* Objective:
Reproduce the material below verbatim, omitting the pictures.
── Input rows ──
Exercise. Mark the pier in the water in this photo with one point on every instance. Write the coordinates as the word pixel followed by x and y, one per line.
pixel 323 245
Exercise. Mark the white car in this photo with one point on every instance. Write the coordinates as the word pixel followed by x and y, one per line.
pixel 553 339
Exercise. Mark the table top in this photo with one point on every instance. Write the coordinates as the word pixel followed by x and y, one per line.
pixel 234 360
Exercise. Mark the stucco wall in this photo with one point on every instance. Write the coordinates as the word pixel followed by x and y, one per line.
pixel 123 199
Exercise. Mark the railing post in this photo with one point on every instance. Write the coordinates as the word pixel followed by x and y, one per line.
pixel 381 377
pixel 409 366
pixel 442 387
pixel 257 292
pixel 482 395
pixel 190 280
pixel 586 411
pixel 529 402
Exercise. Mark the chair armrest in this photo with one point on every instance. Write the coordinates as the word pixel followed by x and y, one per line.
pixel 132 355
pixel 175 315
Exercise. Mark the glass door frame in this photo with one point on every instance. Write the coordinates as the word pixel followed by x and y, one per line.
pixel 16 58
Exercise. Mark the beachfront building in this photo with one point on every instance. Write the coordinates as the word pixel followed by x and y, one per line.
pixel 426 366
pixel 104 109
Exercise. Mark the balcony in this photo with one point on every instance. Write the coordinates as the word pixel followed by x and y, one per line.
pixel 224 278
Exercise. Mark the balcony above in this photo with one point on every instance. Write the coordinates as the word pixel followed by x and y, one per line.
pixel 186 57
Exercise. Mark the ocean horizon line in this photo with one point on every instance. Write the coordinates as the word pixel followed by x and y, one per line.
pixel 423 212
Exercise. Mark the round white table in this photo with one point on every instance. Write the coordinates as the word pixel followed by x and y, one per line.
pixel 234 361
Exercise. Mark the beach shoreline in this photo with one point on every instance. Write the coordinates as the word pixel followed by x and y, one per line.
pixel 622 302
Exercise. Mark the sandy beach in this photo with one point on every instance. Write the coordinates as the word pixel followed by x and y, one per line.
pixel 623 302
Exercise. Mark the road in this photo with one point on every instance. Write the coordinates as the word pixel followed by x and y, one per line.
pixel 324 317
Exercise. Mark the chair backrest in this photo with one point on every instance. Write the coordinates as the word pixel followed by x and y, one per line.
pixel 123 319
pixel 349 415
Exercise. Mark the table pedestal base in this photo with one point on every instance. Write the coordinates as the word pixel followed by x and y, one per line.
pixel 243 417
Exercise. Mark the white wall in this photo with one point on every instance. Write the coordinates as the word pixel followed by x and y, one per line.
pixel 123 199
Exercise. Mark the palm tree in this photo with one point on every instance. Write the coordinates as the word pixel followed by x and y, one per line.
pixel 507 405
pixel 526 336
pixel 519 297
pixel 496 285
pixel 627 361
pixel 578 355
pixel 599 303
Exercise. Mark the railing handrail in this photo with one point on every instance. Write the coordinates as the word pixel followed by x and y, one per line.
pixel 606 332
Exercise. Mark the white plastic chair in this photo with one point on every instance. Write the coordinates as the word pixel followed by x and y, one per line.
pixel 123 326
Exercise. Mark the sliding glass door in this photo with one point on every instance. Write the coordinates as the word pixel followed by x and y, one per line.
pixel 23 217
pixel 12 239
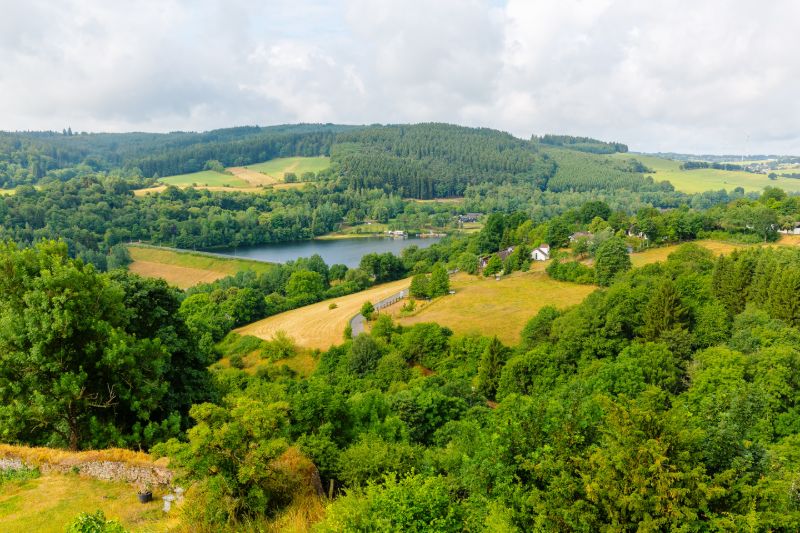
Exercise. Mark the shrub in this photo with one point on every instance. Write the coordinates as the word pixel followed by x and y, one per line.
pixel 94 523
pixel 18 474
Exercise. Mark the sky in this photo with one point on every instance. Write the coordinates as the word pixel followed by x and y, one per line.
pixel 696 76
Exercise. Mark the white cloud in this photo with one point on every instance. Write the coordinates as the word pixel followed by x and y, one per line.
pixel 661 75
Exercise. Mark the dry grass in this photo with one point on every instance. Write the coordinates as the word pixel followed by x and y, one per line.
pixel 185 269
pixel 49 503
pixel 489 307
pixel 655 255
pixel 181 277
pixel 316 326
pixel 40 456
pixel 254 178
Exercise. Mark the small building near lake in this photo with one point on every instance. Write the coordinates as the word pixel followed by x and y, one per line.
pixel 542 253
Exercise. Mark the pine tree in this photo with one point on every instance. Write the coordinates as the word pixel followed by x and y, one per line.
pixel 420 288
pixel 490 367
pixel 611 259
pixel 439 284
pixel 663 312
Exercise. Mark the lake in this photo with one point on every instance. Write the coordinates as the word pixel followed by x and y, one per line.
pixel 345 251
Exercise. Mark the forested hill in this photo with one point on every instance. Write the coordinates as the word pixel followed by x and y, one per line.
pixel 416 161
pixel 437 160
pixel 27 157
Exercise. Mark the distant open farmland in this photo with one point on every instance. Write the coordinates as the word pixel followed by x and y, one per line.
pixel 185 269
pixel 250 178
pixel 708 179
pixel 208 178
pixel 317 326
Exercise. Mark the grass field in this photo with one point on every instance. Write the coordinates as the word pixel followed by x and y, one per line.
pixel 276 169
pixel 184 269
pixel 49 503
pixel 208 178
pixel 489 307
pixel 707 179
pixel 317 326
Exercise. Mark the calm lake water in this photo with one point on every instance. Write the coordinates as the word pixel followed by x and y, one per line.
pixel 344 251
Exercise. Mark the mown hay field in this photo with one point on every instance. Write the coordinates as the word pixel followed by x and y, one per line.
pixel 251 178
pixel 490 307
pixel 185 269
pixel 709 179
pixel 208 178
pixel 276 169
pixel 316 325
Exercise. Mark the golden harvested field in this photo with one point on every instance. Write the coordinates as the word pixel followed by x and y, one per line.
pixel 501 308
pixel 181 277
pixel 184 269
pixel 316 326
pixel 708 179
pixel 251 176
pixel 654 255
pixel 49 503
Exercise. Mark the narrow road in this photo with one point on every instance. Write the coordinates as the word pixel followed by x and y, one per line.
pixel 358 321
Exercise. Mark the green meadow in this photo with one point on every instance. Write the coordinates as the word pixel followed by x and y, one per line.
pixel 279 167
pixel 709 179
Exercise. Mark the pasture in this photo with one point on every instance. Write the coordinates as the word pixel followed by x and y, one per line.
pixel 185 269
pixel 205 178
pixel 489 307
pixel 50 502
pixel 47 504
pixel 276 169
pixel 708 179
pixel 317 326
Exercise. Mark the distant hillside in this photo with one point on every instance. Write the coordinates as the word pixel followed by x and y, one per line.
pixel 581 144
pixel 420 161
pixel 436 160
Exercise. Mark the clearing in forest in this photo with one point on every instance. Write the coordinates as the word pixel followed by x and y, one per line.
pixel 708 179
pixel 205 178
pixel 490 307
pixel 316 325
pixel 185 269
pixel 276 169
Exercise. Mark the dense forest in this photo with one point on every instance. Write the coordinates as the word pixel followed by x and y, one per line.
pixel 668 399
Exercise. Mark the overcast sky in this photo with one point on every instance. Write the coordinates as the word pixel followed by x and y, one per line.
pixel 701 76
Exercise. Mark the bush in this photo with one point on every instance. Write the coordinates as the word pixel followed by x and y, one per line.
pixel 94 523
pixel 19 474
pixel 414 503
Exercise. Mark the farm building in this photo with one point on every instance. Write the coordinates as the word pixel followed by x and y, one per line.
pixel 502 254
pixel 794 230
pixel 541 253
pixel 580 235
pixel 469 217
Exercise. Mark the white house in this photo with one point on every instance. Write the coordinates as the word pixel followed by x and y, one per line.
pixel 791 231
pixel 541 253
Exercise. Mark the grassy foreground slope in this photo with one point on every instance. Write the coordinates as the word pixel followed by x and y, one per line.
───
* Task response:
Exercise. Mark the pier in the water in this photo with one point on every instance. Write the coordinates as the word pixel followed by x and y, one per line.
pixel 323 245
Exercise. Mark the white car in this photo with one point on every instance. Write the coordinates as the word pixel followed by x and y, one per line.
pixel 553 339
Exercise. Mark the table top in this photo with one point on every instance. Write the coordinates as the word pixel followed by x and y, one per line.
pixel 234 360
Exercise. Mark the stucco wall in this photo with one point on every instance. Write the coordinates as the word pixel followed by x and y, one per line.
pixel 123 199
Exercise. Mark the railing post in this photo with one point on every instance. Write the coordinates as the word pixel followed by x and y, one per line.
pixel 381 377
pixel 409 366
pixel 442 387
pixel 257 292
pixel 482 395
pixel 190 280
pixel 586 411
pixel 529 402
Exercise. Mark the chair armrest in this photo with one point on every instance. Write the coordinates as the word pixel followed by x and y, one per line.
pixel 132 355
pixel 175 315
Exercise. Mark the glass door frame in this photo with one point on every instance. Write the coordinates as the word pixel followed by x and y, one per line.
pixel 16 58
Exercise. Mark the beachfront building in this photo with one point on every instance. Write the coordinates as the word pixel followed by x and y, one per line.
pixel 426 366
pixel 104 109
Exercise. Mark the balcony in this photo with one point on every instance. Write the coordinates as the word pixel followed by x and y, one per line.
pixel 224 278
Exercise. Mark the balcony above in this photo with one point on every instance. Write the coordinates as the word pixel followed by x and y, one per line.
pixel 186 57
Exercise. Mark the ocean horizon line in this photo with one point on every instance. Write the coordinates as the word pixel followed by x and y, one per line.
pixel 423 212
Exercise. Mark the round white table in this photo with one point on every instance. Write the coordinates as the word pixel followed by x and y, one per line.
pixel 234 361
Exercise. Mark the beach shoreline in this photo with one point on every instance. Write the coordinates as the word pixel followed by x and y, one per line.
pixel 622 302
Exercise. Mark the sandy beach in this photo with one point on every instance. Write the coordinates as the word pixel followed by x and y, one per line.
pixel 623 302
Exercise. Mark the road in this photo with one point on every instance. Write the coordinates as the word pixel followed by x and y, one per line.
pixel 324 317
Exercise. Mark the chair backrest in this photo with one point on every instance. Write the coordinates as the word pixel followed by x and y, one per line.
pixel 123 319
pixel 349 415
Exercise. Mark the table pedestal base in this photo with one point on every instance. Write the coordinates as the word pixel followed by x and y, one per line.
pixel 243 417
Exercise. Mark the white wall in this photo with one point on every instance. Write the coordinates as the word pixel followed by x and y, one per line.
pixel 123 199
Exercise. Mark the palm tree in this photo with one point on every instance. Write the coordinates as the word pixel followed by x and y, one per line.
pixel 507 405
pixel 526 336
pixel 519 297
pixel 496 285
pixel 627 361
pixel 578 355
pixel 599 303
Exercise. Mark the railing handrail in this photo with one point on every instance. Write the coordinates as the word pixel followed by x and y, one per line.
pixel 606 332
Exercise. Mark the white plastic chair in this photo with one point on every instance. Write the coordinates as the word pixel followed by x and y, one per line.
pixel 123 326
Exercise. Mark the sliding glass door in this photo with one point on every instance. Write the coordinates as the word pixel followed by x and y, one per line.
pixel 23 217
pixel 12 239
Exercise. Mark the shrub in this photo with one point on every instance. Write the coordinates as the word pixel followed by x and y, one per line.
pixel 94 523
pixel 18 474
Exercise. Mark the sky in this photo with one point on every instance. Write the coordinates as the word pixel followed by x and y, one per line.
pixel 696 76
Exercise. Mark the white cloud in this photo with one point on every instance. Write the coordinates as the word pixel followed by x and y, one per line.
pixel 661 75
Exercise. Mark the dry grass in this photo with one point on every instance. Write the coordinates as the word pixel followed by x and y, one per line.
pixel 185 269
pixel 49 503
pixel 489 307
pixel 655 255
pixel 181 277
pixel 316 326
pixel 40 456
pixel 254 178
Exercise. Mark the small building near lake in this photo with one point on every instance. Write the coordinates as the word pixel followed by x and y, one per line.
pixel 542 253
Exercise. Mark the pine tree in this photo with one point on every instance. Write the coordinates as the word pixel followed by x and y, one per line.
pixel 420 288
pixel 490 367
pixel 611 259
pixel 439 284
pixel 663 312
Exercise. Mark the lake in this photo with one point on every instance. Write the coordinates as the word pixel followed by x and y, one per line.
pixel 345 251
Exercise. Mark the forested hill in this photo with one point on every instance. Write the coordinates as the word pixel followed by x and y, one per line.
pixel 416 161
pixel 437 160
pixel 27 157
Exercise. Mark the distant open farmland in this photo with one point on every instance. Write the coordinates as the word pixel followed by x and y, one per line.
pixel 185 269
pixel 250 178
pixel 708 179
pixel 208 178
pixel 317 326
Exercise. Mark the grass field in this photo with one point on every instance. Write the coordinates as the word pixel followed by x and y, one per line.
pixel 276 169
pixel 184 269
pixel 49 503
pixel 208 178
pixel 489 307
pixel 707 179
pixel 317 326
Exercise. Mark the calm lake water in this photo with one point on every instance. Write the coordinates as the word pixel followed by x and y, one per line.
pixel 344 251
Exercise. Mark the mown hay field in this photo with one point on every instance. Write the coordinates as the word pixel followed by x and y, one per line.
pixel 251 178
pixel 490 307
pixel 185 269
pixel 709 179
pixel 208 178
pixel 276 169
pixel 316 325
Exercise. Mark the golden harvested field in this photo with one point on every instance. Write the coordinates as the word pixel followed by x and y, one per line.
pixel 501 308
pixel 181 277
pixel 184 269
pixel 316 326
pixel 708 179
pixel 251 176
pixel 654 255
pixel 49 503
Exercise. Mark the narrow road in this photo with one point on every instance. Write the coordinates as the word pixel followed by x and y, one per line.
pixel 358 321
Exercise. Mark the green meadow in this photo with one point on every instance. Write the coordinates as the word pixel followed by x and y, one per line.
pixel 279 167
pixel 709 179
Exercise. Mark the pasture in this photo with one point on every instance. Write the coordinates as the word pixel followed by x and y, one per line.
pixel 185 269
pixel 205 178
pixel 489 307
pixel 50 502
pixel 47 504
pixel 276 169
pixel 708 179
pixel 317 326
Exercise. Mark the distant hillside in this photo with one point on every instance. Write the coordinates as the word pixel followed by x and y, one per line.
pixel 581 144
pixel 420 161
pixel 436 160
Exercise. Mark the clearing in forest in this photo with one point on every instance. Write the coordinates as the word pixel followed by x and y, one per line.
pixel 708 179
pixel 205 178
pixel 490 307
pixel 316 325
pixel 185 269
pixel 276 169
Exercise. Mark the dense forest in this photo with one point on every instance. Write the coordinates as the word pixel followed by x and y, one per line.
pixel 668 399
Exercise. Mark the overcast sky in this photo with one point on every instance. Write the coordinates as the word pixel followed by x and y, one per line.
pixel 701 76
Exercise. Mark the bush in this photo with one point on every instance. Write the coordinates as the word pixel followed by x and y, one per line.
pixel 94 523
pixel 19 474
pixel 414 503
Exercise. Mark the farm building in this photo with one point on every instance. Write the coordinates as the word pixel followed by x and y, one per line.
pixel 502 254
pixel 794 230
pixel 541 253
pixel 580 235
pixel 469 217
Exercise. Mark the white house in this photo with one point on every instance. Write the coordinates as the word pixel followed by x and y, one per line.
pixel 791 231
pixel 541 253
Exercise. Mark the grassy foreground slope in this photo with one point on every instance. Write the coordinates as the word pixel followed by x and y, one per line.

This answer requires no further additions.